Phrase grounding data:
====

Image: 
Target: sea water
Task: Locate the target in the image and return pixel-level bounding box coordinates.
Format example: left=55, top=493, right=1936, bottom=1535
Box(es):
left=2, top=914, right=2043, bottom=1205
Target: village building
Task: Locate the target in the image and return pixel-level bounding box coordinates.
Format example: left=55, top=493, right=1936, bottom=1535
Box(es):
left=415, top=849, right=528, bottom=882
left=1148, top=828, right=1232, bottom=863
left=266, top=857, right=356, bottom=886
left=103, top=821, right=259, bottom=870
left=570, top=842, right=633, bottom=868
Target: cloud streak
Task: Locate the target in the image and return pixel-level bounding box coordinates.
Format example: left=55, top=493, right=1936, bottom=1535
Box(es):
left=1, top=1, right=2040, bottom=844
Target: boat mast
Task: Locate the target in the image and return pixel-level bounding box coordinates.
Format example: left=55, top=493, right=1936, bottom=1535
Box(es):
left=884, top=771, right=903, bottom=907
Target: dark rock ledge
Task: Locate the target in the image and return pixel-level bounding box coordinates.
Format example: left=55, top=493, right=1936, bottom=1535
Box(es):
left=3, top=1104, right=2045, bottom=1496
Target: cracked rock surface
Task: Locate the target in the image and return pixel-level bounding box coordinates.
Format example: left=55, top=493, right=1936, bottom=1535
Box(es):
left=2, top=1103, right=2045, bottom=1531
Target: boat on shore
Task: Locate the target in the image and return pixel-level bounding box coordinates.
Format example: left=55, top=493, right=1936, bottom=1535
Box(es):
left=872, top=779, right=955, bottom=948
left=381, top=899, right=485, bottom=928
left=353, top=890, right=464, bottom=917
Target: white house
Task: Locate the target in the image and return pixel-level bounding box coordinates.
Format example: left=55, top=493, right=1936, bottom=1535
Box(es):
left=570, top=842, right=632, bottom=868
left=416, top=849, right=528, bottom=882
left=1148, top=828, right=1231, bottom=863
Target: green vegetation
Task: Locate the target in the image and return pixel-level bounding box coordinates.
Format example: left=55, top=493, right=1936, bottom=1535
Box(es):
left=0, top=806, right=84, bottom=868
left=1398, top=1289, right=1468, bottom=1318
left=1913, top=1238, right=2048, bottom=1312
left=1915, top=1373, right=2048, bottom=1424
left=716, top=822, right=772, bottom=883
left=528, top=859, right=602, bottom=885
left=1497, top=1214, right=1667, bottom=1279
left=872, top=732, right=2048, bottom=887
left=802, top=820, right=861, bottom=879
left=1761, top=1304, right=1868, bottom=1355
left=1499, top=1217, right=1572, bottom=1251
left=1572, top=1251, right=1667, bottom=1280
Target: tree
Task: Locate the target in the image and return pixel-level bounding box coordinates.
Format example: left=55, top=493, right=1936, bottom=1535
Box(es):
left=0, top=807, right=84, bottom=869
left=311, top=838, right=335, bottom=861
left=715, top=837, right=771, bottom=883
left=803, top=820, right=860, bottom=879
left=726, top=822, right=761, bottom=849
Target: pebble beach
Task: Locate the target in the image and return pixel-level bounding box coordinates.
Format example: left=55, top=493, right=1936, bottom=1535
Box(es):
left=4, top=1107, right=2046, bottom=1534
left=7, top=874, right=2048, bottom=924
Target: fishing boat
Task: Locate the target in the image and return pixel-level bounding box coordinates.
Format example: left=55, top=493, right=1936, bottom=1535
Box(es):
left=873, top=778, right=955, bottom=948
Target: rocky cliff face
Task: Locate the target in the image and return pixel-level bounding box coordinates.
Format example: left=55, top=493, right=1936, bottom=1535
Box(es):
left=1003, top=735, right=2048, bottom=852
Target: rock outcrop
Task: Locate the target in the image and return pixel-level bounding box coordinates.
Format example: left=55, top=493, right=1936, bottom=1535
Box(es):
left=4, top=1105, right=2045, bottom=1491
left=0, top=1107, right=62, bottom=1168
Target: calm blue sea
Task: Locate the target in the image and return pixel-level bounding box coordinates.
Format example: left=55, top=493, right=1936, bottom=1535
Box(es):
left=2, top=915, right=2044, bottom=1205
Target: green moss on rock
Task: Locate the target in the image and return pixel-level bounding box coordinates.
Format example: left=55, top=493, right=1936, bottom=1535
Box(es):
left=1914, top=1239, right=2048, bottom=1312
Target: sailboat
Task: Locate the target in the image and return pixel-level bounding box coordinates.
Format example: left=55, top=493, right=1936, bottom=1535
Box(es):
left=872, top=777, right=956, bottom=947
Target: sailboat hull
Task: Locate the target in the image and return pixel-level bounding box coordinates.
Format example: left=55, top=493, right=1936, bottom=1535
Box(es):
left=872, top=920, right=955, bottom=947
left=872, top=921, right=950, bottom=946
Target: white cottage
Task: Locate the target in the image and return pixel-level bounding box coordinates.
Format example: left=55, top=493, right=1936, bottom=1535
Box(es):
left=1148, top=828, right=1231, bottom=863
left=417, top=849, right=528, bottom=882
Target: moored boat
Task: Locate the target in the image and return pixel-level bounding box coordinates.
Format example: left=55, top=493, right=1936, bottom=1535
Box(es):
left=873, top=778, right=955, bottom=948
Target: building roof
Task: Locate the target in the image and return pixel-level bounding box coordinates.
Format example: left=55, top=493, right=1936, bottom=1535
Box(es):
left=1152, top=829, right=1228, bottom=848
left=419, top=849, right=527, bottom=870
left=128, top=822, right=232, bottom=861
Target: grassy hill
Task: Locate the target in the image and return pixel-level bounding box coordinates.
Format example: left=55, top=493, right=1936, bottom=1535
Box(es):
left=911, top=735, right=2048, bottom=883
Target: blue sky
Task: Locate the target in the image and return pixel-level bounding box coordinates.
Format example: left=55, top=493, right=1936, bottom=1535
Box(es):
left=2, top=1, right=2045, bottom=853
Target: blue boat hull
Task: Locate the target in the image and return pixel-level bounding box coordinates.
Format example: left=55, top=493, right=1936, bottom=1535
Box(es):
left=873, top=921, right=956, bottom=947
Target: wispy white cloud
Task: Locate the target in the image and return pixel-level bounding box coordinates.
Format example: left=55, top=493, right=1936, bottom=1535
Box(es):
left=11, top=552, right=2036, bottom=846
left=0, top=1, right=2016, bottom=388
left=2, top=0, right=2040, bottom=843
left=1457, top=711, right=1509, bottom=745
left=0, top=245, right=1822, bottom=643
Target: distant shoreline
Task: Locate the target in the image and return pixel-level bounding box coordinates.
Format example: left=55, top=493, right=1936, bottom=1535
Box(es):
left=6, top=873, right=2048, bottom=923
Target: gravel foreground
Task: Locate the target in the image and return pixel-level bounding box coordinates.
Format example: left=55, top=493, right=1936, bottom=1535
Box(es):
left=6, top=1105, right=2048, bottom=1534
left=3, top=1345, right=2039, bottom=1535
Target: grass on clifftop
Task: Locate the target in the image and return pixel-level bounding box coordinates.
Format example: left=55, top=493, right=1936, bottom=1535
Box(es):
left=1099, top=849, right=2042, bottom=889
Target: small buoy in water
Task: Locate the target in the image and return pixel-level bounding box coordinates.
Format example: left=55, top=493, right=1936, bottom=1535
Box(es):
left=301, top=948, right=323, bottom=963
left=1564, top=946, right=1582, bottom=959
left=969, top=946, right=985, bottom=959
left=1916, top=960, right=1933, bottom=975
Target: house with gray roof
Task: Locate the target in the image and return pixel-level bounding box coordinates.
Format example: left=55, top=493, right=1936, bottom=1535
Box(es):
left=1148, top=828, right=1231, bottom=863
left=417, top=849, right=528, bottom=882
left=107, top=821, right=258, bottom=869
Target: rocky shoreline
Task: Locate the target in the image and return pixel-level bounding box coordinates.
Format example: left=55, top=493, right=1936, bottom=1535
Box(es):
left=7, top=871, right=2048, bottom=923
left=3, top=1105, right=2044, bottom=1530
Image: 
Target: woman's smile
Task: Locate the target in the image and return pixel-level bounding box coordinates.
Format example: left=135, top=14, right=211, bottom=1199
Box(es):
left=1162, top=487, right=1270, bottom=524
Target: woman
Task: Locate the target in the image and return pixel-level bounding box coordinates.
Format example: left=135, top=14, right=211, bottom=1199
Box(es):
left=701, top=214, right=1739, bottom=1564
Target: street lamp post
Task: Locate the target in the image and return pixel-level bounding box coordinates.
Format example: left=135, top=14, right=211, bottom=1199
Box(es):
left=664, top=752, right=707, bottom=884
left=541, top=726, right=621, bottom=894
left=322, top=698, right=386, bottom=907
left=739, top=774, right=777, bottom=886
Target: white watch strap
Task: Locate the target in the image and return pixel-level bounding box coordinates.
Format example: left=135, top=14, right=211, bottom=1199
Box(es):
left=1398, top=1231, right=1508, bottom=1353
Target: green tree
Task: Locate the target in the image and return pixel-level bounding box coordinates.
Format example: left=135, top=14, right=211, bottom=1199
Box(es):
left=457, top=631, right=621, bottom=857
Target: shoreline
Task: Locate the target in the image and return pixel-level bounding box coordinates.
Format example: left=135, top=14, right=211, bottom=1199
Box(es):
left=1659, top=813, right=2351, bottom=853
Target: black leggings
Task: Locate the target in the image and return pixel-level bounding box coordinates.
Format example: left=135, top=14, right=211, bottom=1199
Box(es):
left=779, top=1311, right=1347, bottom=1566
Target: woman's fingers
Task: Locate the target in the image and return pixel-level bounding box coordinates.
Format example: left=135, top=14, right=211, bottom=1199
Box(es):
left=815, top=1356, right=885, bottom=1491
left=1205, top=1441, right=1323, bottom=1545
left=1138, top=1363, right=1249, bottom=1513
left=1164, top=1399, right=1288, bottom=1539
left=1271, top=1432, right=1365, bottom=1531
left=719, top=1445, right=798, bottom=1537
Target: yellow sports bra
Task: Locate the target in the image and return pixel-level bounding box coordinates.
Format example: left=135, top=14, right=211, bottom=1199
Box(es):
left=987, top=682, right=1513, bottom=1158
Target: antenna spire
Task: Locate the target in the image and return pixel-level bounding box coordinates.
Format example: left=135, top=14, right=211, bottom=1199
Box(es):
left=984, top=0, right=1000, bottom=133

====

■ **Instructions to follow**
Which lines above include the word "hull"? Pick them out and copy them.

■ **Answer box**
Target: sailboat hull
Target: blue boat hull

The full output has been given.